WORK TO COMPLETE: Repeat each line exactly, leaving nothing out.

:::::

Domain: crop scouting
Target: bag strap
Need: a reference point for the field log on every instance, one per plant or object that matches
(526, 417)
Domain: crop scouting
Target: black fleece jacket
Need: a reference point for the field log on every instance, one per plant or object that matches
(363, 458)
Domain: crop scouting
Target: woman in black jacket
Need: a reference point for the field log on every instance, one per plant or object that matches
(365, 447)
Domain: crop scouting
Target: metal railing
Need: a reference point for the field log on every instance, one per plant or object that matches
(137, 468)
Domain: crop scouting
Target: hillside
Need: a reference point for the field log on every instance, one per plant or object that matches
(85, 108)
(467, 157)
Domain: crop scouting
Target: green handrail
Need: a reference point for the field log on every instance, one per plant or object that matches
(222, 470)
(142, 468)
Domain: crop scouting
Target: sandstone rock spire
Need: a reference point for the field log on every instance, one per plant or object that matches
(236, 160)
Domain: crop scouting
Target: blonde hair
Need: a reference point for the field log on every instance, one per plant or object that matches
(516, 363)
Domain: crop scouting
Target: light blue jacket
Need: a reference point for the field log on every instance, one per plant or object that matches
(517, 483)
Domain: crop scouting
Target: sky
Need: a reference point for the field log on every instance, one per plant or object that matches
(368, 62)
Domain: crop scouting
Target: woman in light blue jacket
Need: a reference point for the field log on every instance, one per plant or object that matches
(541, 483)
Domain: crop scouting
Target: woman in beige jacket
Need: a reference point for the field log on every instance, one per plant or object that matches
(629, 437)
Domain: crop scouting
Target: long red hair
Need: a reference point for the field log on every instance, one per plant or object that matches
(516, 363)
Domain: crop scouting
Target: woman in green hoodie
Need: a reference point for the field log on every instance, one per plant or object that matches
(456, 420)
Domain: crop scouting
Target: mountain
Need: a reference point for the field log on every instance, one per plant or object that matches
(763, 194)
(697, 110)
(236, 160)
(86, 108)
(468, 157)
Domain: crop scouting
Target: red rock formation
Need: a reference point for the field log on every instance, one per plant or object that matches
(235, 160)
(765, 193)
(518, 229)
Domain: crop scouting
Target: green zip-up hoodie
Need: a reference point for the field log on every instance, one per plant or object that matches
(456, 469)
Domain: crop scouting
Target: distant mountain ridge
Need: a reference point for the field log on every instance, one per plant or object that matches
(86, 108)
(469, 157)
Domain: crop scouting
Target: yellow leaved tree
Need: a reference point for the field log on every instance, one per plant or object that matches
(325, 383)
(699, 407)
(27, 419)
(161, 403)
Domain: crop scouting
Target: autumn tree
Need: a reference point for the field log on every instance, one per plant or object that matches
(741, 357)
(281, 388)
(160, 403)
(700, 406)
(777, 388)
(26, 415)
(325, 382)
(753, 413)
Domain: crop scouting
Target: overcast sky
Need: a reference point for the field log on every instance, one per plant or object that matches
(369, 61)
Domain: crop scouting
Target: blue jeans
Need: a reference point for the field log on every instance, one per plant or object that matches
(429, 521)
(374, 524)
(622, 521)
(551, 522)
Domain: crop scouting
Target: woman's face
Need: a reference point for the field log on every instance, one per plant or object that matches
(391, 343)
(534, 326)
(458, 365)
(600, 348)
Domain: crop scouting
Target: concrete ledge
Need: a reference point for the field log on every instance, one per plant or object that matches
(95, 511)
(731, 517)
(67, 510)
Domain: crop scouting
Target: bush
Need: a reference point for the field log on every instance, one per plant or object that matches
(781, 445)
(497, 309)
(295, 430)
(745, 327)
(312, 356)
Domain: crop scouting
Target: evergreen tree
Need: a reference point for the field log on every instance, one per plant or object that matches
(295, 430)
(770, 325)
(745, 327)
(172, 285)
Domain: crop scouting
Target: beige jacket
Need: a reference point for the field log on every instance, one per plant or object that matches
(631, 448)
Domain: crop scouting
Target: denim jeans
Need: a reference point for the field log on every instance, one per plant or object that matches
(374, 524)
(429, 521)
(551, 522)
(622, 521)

:::::

ANSWER FOR THE TASK:
Domain: crop scouting
Target: bag strap
Need: a reference point for the field log on every instance, one per plant or object that matches
(526, 417)
Domain: crop scouting
Target: black fleece jacket
Need: a reference point for the field log on every instance, one per plant or object that matches
(363, 458)
Domain: crop scouting
Target: woman in black jacket
Need: a reference point for the field log on every instance, one per plant or object that matches
(365, 447)
Domain: crop scouting
Target: metal railing
Need: a reference point for the field log on every instance, one per plant or object that matches
(137, 468)
Domain: crop scouting
Target: hillside
Need: a reference point for the field log on every instance, one per plant or object that matches
(85, 108)
(467, 157)
Domain: crop scouting
Target: green handrail
Need: a reference point for the field log on every instance, one per plant or object that matches
(222, 470)
(142, 468)
Domain: crop scouting
Target: sandstone rock spire
Need: a reference point for the field log on every instance, one per plant or object that matches
(236, 160)
Domain: crop scouting
Target: blonde hair
Need: a reference point for the field log on every instance, one per plant or object that matches
(516, 363)
Domain: crop scouting
Target: light blue jacket
Need: a reference point for the field log on every instance, one per plant or object that matches
(517, 483)
Domain: crop scouting
Target: sky
Need: a reference point for the field log on every instance, one per plant or object that matches
(368, 62)
Domain: crop scouting
Target: woman in light blue jacket
Need: a reference point for the field log on every instance, one per plant or object that matches
(541, 483)
Domain: crop scouting
Target: woman in beige jacket
Need: a reference point for the field log on every instance, one per plant or object that matches
(629, 437)
Domain: crop scouting
Target: long red hair
Need: a reference point for the field log on every instance, one per plant or object that matches
(516, 363)
Domain: crop scouting
Target: woman in green hoodie
Need: a reference point for the field log on every instance, one per plant or object that matches
(456, 420)
Domain: crop scouting
Target: mountain
Need: a reference point for the field log on every instance, one per plant or object that matches
(763, 194)
(697, 110)
(236, 160)
(86, 108)
(468, 157)
Domain: crop scouting
Target: red rock formation
Need: a reference point for the field log on every instance, one per plant or object that matches
(235, 160)
(765, 193)
(518, 229)
Domain: crop scouting
Target: green zip-up hoodie
Need: a reference point for the field log on every instance, one per plant or object that matches
(456, 469)
Domain: crop scouting
Target: distant mountain ridge
Need: a reference point for the field log on every instance, one per plant or object that matches
(86, 108)
(469, 157)
Domain: crop scouting
Target: yellow leaved tree
Need: a reference point for the field log on every instance, one per plant or object that matches
(325, 383)
(699, 407)
(27, 419)
(161, 403)
Domain: crop scouting
Target: autumn tree
Need: a reference point for the field log on every instance, one per plant or object that matches
(741, 357)
(281, 388)
(160, 403)
(700, 406)
(777, 388)
(26, 415)
(325, 382)
(753, 413)
Domain: crop scouting
Target: overcast sky
Need: a reference point for the field log on every instance, one per plant or object that matches
(369, 61)
Domain: crop scouting
Target: blue jeans
Need: a reference point for the field log on every instance, one per plant or object that matches
(429, 521)
(374, 524)
(622, 521)
(551, 522)
Domain: crop scouting
Target: woman's face
Need: a reference point for the field log on every instance, one per plant or object that matches
(391, 343)
(534, 326)
(458, 365)
(600, 348)
Domain: crop scouting
Target: concrete ledge
Need: a reference point for the field log on every instance, one per plant or object that matches
(95, 511)
(731, 517)
(67, 510)
Domain: crop scouting
Target: bush
Need: a reference point for the field log on every instance, one per plant or object that matches
(781, 445)
(497, 309)
(295, 430)
(745, 327)
(312, 356)
Domain: crop scouting
Target: evergreen tree
Need: a reference point for the field log on every instance, one per plant or object that matches
(295, 430)
(770, 325)
(745, 327)
(172, 285)
Domain: crop scouting
Target: beige jacket
Need: a reference point for the field log on every instance, one per plant or object that matches
(631, 448)
Domain: crop scouting
Target: denim jeans
Need: a reference point for the field log on every instance, one per plant or object that matches
(374, 524)
(429, 521)
(551, 522)
(622, 521)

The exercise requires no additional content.